[PROBLEM REQUIREMENTS] Copy the data below verbatim, starting from its first line and ending with the line that contains "267,104 -> 305,222", both included.

[DATASET RECORDS]
-=-=-=-=-
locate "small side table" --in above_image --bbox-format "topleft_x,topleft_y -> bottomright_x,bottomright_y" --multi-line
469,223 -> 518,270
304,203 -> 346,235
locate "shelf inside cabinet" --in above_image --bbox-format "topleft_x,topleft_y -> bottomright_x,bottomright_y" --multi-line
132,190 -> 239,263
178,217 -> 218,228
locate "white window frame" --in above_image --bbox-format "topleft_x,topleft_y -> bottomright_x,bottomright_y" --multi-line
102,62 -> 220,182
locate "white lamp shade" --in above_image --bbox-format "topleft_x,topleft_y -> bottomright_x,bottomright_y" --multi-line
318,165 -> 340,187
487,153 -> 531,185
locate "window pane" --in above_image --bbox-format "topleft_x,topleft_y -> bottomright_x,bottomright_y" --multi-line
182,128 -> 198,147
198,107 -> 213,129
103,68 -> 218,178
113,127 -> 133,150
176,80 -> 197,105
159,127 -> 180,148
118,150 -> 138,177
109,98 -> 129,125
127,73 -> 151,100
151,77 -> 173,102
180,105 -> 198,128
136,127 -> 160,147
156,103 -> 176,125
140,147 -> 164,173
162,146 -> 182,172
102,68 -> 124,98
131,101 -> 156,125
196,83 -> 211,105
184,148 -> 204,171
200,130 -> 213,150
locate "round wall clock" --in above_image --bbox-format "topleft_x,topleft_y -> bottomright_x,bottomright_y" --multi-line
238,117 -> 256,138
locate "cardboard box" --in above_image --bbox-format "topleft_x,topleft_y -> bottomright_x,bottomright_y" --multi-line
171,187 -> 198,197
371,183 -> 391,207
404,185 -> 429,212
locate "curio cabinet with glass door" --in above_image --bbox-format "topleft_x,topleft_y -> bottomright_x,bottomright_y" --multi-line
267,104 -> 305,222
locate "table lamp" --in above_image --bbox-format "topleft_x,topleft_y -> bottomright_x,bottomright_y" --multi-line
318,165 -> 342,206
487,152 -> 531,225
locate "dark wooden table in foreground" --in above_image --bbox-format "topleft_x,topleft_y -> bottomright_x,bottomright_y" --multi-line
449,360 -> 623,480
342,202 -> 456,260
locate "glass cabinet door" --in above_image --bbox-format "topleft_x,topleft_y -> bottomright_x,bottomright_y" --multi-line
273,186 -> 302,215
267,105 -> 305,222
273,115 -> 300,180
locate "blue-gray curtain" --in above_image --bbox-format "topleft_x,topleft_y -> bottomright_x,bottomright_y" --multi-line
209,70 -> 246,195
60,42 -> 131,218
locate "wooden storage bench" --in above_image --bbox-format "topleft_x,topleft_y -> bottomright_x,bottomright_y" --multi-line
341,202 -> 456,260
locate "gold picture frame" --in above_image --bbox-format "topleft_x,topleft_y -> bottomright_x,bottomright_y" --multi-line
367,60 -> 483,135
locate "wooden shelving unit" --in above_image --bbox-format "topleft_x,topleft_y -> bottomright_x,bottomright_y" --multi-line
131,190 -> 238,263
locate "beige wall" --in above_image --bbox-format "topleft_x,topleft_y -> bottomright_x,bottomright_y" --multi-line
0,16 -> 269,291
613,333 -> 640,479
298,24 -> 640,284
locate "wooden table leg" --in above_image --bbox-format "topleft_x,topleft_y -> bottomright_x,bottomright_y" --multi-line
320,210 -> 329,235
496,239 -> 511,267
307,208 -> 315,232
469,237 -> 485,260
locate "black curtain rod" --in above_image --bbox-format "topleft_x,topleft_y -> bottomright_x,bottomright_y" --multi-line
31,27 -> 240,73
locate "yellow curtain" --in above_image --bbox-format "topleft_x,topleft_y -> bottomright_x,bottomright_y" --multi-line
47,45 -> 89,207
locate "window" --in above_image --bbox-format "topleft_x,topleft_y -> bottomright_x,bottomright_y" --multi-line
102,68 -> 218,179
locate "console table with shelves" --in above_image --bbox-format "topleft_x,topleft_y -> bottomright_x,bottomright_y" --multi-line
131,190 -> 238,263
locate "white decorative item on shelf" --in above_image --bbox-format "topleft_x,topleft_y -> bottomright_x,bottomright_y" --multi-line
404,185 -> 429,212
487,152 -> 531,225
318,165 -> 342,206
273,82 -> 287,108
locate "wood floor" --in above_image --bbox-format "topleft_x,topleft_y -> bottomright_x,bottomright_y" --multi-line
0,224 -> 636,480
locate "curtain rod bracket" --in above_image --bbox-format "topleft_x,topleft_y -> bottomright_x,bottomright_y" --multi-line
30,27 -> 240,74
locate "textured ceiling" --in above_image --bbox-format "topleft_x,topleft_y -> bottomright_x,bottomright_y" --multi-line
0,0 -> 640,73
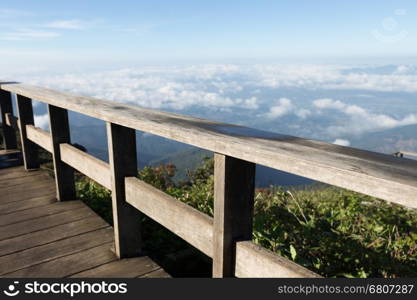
-=-=-=-=-
[CORRECT RESPONSE]
locate "small side table" --in above_image --bbox-format "topleft_x,topleft_y -> bottomright_x,bottomright_y" --multi-line
469,223 -> 518,270
304,203 -> 346,235
locate "shelf inside cabinet" --in above_image --bbox-format "topleft_x,topleft_y -> bottomright_x,bottomright_y" --multi-line
132,190 -> 239,263
178,217 -> 218,228
locate "white window frame" --in above_image --bbox-format "topleft_x,topleft_y -> bottomright_x,bottomright_y" --multi-line
102,62 -> 220,182
locate "white lamp shade" --in above_image --bbox-format "topleft_x,topleft_y -> bottomright_x,bottomright_y" --multi-line
318,165 -> 340,187
487,153 -> 531,185
locate "window pane" --in above_image --bbox-format "topleft_x,topleft_y -> bottomright_x,bottomright_y" --multi-line
182,128 -> 198,147
198,107 -> 213,129
103,68 -> 218,178
113,127 -> 133,150
176,80 -> 197,105
159,127 -> 180,148
118,150 -> 138,177
109,98 -> 129,125
127,73 -> 151,100
151,77 -> 173,102
180,105 -> 198,128
136,127 -> 160,147
156,103 -> 176,125
140,147 -> 164,173
162,146 -> 182,172
102,68 -> 124,98
131,101 -> 156,125
196,83 -> 211,105
184,148 -> 204,171
200,130 -> 213,150
locate "round wall clock" --in above_image --bbox-format "topleft_x,topleft_y -> bottomright_x,bottomright_y" --multi-line
238,117 -> 256,138
locate "cardboard box" --in above_image --bbox-format "topleft_x,topleft_y -> bottomright_x,bottomright_y" --multi-line
171,187 -> 198,197
371,183 -> 391,207
404,185 -> 429,212
locate "curio cabinet with glass door" --in above_image --bbox-format "topleft_x,topleft_y -> bottomright_x,bottomright_y" --multi-line
267,104 -> 305,222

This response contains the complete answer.